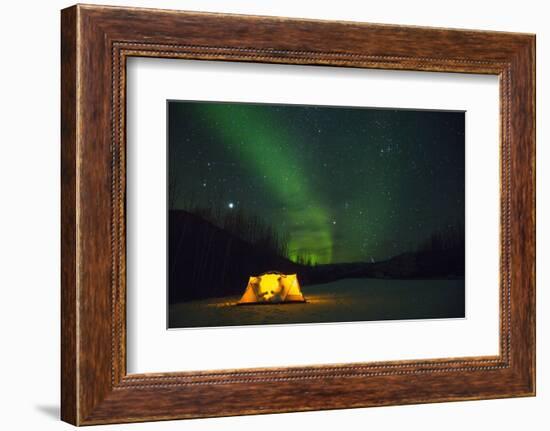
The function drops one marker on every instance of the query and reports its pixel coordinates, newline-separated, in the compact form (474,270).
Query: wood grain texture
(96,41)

...

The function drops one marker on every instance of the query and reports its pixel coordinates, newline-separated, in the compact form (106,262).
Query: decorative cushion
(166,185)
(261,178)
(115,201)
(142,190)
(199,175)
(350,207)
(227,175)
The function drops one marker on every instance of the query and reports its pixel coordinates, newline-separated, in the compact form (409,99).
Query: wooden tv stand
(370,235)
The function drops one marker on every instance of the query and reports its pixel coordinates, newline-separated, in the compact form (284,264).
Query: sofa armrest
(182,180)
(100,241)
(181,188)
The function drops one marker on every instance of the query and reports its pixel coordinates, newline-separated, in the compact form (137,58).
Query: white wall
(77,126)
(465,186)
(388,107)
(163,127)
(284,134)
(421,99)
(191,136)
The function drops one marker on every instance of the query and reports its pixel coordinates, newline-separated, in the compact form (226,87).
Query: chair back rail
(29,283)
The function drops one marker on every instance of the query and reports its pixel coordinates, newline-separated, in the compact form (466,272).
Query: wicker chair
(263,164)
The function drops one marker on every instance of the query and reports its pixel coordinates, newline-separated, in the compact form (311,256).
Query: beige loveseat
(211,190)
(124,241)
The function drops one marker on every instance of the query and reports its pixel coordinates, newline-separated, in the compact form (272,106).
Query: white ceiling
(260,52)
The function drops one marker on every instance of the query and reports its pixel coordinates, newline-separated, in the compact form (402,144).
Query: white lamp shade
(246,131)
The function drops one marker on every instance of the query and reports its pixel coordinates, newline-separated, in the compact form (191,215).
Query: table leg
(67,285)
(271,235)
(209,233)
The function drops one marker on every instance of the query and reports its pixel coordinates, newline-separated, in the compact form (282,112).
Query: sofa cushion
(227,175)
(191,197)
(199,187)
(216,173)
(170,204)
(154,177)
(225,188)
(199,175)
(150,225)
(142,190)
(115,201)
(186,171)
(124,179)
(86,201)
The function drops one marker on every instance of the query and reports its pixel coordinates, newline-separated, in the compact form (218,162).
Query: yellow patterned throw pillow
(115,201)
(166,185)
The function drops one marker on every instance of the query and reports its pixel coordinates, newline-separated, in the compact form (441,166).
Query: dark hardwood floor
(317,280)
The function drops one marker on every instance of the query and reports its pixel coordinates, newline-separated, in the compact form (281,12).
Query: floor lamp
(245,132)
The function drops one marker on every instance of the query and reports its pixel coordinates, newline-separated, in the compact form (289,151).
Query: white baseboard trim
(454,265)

#### Description of the task:
Copy out every line in the items above that contains the string "sofa". Case counts, so a line matches only if the letters have the same capitalization.

#### Response to the task:
Query: sofa armrest
Query: sofa cushion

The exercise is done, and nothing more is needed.